---------- Source records

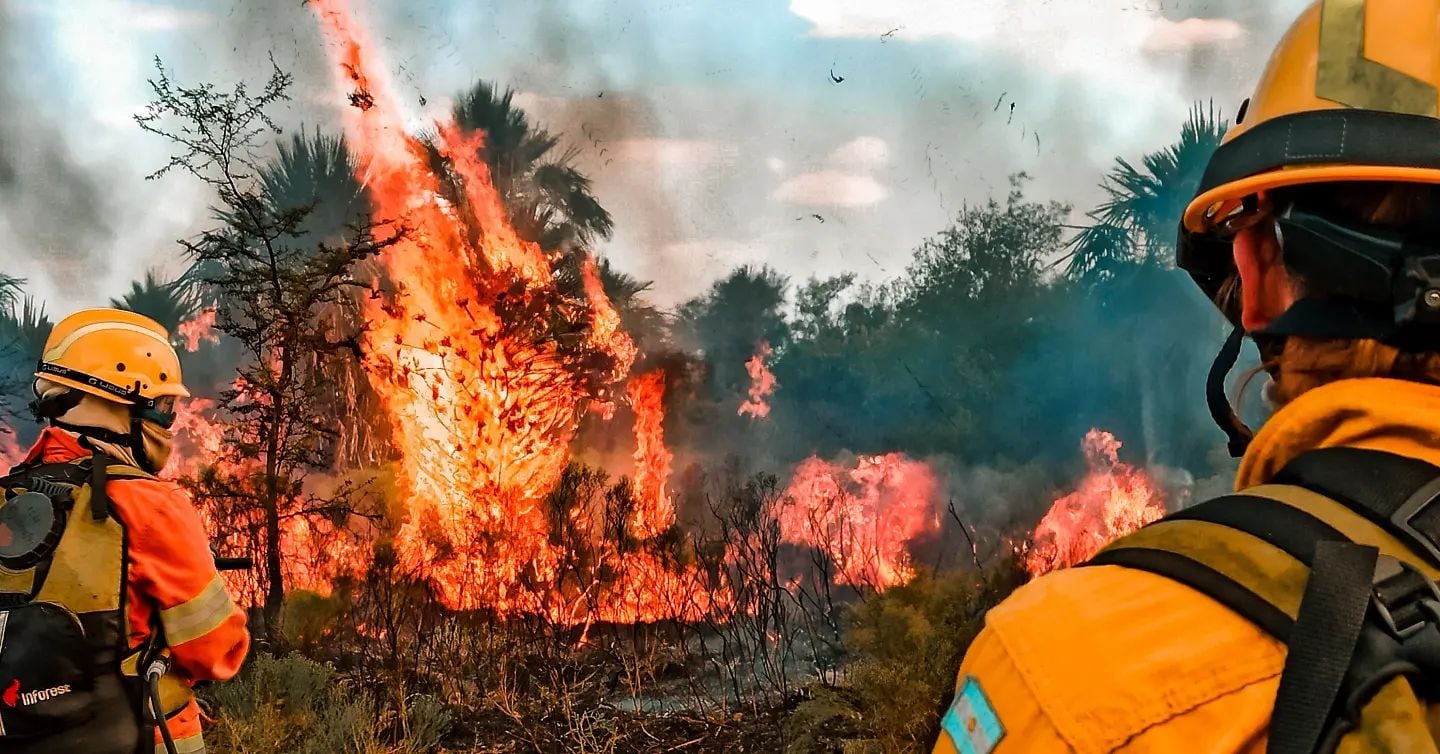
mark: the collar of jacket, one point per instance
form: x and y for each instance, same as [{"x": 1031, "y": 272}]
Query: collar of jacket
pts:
[
  {"x": 55, "y": 446},
  {"x": 1397, "y": 416}
]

--------------------

## How to complete this task
Every line that contains the string "jacket" should be copied from the records.

## Result of the exercise
mark: the collar of jacket, one point per instance
Query: collar of jacket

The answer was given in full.